▶ [Saved data entries]:
/---
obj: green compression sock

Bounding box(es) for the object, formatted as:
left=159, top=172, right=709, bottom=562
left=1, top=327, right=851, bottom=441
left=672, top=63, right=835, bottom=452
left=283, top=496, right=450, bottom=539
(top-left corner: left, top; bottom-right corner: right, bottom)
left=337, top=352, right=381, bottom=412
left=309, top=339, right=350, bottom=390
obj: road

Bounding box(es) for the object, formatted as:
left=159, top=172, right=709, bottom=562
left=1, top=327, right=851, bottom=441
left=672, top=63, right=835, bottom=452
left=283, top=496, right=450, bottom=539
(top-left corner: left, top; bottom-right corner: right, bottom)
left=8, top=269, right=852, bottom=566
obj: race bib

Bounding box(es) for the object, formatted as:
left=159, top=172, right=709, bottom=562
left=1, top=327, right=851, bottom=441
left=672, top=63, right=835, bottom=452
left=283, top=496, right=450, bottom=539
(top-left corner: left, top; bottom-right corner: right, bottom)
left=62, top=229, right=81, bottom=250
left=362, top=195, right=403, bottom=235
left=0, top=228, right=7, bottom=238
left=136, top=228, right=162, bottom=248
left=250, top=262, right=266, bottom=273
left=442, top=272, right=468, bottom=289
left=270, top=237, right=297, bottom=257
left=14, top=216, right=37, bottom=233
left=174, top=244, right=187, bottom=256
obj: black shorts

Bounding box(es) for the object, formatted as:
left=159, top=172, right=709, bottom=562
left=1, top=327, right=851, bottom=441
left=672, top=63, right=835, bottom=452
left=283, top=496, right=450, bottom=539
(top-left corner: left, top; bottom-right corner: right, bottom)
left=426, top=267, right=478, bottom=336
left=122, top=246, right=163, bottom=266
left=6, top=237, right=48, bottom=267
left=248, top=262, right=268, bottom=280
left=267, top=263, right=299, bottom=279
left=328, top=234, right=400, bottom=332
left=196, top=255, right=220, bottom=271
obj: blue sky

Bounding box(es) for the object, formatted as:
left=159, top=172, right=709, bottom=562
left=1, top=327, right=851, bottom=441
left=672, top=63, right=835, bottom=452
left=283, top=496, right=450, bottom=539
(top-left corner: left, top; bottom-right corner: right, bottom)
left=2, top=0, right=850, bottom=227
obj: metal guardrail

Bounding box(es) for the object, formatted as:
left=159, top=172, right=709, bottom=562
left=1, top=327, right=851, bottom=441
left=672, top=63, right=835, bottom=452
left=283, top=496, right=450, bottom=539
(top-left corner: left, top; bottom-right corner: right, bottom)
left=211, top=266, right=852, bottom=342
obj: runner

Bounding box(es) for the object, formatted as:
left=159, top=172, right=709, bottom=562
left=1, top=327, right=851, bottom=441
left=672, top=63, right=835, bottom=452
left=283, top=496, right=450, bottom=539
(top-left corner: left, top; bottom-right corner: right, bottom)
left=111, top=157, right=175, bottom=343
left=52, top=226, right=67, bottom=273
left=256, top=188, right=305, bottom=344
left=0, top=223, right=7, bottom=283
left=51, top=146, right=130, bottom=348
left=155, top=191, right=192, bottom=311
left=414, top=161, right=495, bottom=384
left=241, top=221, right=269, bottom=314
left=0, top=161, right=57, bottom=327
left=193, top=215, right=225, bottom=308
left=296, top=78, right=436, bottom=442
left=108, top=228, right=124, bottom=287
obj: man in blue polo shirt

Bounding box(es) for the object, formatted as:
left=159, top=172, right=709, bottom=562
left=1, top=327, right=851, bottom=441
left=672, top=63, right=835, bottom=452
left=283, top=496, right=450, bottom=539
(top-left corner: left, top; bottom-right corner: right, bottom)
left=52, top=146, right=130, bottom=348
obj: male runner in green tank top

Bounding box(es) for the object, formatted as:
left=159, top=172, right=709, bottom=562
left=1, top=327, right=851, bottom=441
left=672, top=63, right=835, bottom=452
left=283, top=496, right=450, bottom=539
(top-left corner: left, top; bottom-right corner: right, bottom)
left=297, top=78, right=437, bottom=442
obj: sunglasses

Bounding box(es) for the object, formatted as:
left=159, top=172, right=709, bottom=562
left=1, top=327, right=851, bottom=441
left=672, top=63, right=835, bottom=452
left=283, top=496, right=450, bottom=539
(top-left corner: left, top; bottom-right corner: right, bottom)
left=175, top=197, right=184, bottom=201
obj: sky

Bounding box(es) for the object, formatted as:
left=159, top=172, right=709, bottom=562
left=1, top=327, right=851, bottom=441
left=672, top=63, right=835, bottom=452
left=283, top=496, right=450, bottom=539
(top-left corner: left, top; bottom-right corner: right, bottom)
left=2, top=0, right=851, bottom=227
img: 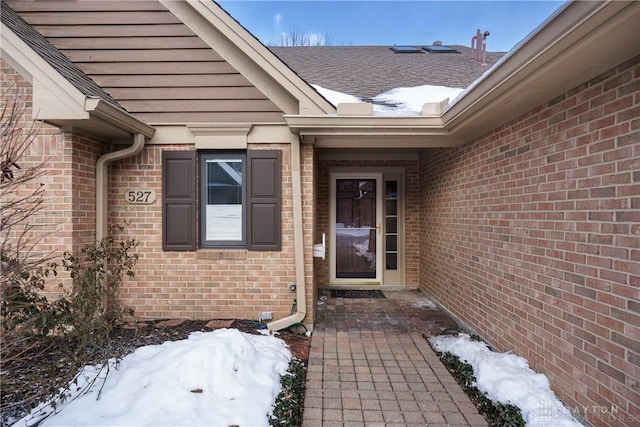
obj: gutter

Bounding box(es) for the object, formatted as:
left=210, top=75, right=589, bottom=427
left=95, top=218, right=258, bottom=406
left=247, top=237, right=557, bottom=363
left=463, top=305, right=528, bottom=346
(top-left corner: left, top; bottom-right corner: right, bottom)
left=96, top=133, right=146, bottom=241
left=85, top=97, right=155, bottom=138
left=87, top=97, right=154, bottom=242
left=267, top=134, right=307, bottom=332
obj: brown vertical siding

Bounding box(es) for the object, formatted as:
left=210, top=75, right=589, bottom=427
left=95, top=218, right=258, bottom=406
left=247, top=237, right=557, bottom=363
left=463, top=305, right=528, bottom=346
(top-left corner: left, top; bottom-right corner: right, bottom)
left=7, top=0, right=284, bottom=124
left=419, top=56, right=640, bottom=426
\---
Would you repeat the entries exactly, keeping the images out?

▶ [The answer]:
obj: green compression sock

Bounding box(es) for the object, formatted as:
left=159, top=172, right=709, bottom=562
left=1, top=327, right=851, bottom=441
left=672, top=63, right=835, bottom=452
left=283, top=496, right=450, bottom=539
(top-left corner: left, top; bottom-right corner: right, bottom)
left=337, top=352, right=381, bottom=412
left=309, top=339, right=350, bottom=390
obj: road

Bounding box(es) for the object, formatted as:
left=159, top=172, right=709, bottom=562
left=1, top=327, right=851, bottom=441
left=672, top=63, right=835, bottom=452
left=283, top=496, right=450, bottom=539
(top-left corner: left, top; bottom-right corner: right, bottom)
left=8, top=269, right=852, bottom=566
obj: race bib

Bounding box(es) for the object, formatted as:
left=159, top=172, right=709, bottom=562
left=1, top=327, right=851, bottom=441
left=672, top=63, right=835, bottom=452
left=283, top=496, right=450, bottom=539
(top-left corner: left, top; bottom-right corner: right, bottom)
left=62, top=229, right=81, bottom=250
left=362, top=195, right=403, bottom=235
left=0, top=228, right=7, bottom=238
left=136, top=228, right=162, bottom=248
left=250, top=262, right=266, bottom=273
left=442, top=272, right=468, bottom=289
left=270, top=237, right=297, bottom=257
left=14, top=216, right=37, bottom=233
left=174, top=244, right=187, bottom=256
obj: black shorts

Bounding box(es) for the object, formatted as:
left=159, top=172, right=709, bottom=562
left=1, top=327, right=851, bottom=441
left=672, top=63, right=835, bottom=452
left=283, top=496, right=450, bottom=539
(top-left corner: left, top; bottom-right corner: right, bottom)
left=426, top=267, right=478, bottom=336
left=122, top=246, right=163, bottom=266
left=6, top=237, right=48, bottom=267
left=248, top=262, right=268, bottom=280
left=267, top=263, right=299, bottom=279
left=328, top=234, right=400, bottom=332
left=196, top=255, right=220, bottom=271
obj: blue sky

Bounding box(es) for the object, formatted as:
left=159, top=172, right=709, bottom=562
left=1, top=327, right=851, bottom=441
left=672, top=63, right=835, bottom=452
left=283, top=496, right=450, bottom=539
(top-left corner: left, top; bottom-right corner: right, bottom)
left=2, top=0, right=850, bottom=227
obj: metal guardrail

Bounding box(es) for the object, formatted as:
left=159, top=172, right=709, bottom=562
left=1, top=327, right=851, bottom=441
left=672, top=63, right=835, bottom=452
left=283, top=496, right=450, bottom=539
(top-left corner: left, top; bottom-right corner: right, bottom)
left=211, top=266, right=852, bottom=342
obj: runner

Bounding box(es) for the object, formatted as:
left=159, top=172, right=709, bottom=562
left=1, top=327, right=851, bottom=441
left=672, top=63, right=835, bottom=452
left=283, top=496, right=450, bottom=539
(top-left corner: left, top; bottom-right corner: right, bottom)
left=111, top=157, right=175, bottom=343
left=52, top=226, right=67, bottom=273
left=256, top=188, right=305, bottom=344
left=0, top=223, right=7, bottom=283
left=51, top=146, right=130, bottom=348
left=155, top=191, right=192, bottom=311
left=414, top=161, right=495, bottom=384
left=241, top=221, right=269, bottom=314
left=0, top=161, right=57, bottom=327
left=193, top=215, right=225, bottom=308
left=296, top=78, right=436, bottom=442
left=108, top=228, right=124, bottom=287
obj: man in blue polo shirt

Bounding box(es) for the object, formatted as:
left=159, top=172, right=709, bottom=562
left=1, top=327, right=851, bottom=441
left=672, top=63, right=835, bottom=452
left=283, top=496, right=450, bottom=539
(top-left corner: left, top; bottom-right corner: right, bottom)
left=52, top=146, right=130, bottom=348
obj: male runner in green tank top

Bounding box(es) for the object, formatted as:
left=159, top=172, right=709, bottom=562
left=1, top=327, right=851, bottom=441
left=672, top=63, right=835, bottom=452
left=283, top=496, right=450, bottom=539
(top-left corner: left, top; bottom-right corner: right, bottom)
left=297, top=78, right=437, bottom=442
obj: sunglasses

Bounding box(es) for the object, formatted as:
left=159, top=172, right=709, bottom=562
left=1, top=327, right=851, bottom=441
left=672, top=63, right=835, bottom=452
left=283, top=496, right=450, bottom=539
(top-left corner: left, top; bottom-right corner: right, bottom)
left=175, top=197, right=184, bottom=201
obj: sky

Bounding box(es) for the object, formatted as:
left=159, top=172, right=709, bottom=562
left=1, top=327, right=851, bottom=441
left=672, top=63, right=835, bottom=452
left=283, top=496, right=450, bottom=539
(top-left corner: left, top; bottom-right corner: right, bottom)
left=2, top=0, right=851, bottom=227
img: 
obj: gutter

Bounding box(es) for the object, formatted as:
left=210, top=75, right=589, bottom=427
left=95, top=218, right=258, bottom=406
left=247, top=237, right=557, bottom=363
left=463, top=305, right=528, bottom=346
(top-left corner: left, top; bottom-right corner: right, bottom)
left=96, top=133, right=146, bottom=241
left=85, top=97, right=155, bottom=138
left=87, top=97, right=154, bottom=242
left=267, top=134, right=307, bottom=332
obj: brown vertical siding

Bounding box(es) for the object, formatted as:
left=210, top=75, right=589, bottom=427
left=95, top=218, right=258, bottom=406
left=247, top=237, right=557, bottom=363
left=463, top=305, right=528, bottom=346
(top-left corner: left, top; bottom-right corner: right, bottom)
left=7, top=0, right=284, bottom=124
left=419, top=56, right=640, bottom=426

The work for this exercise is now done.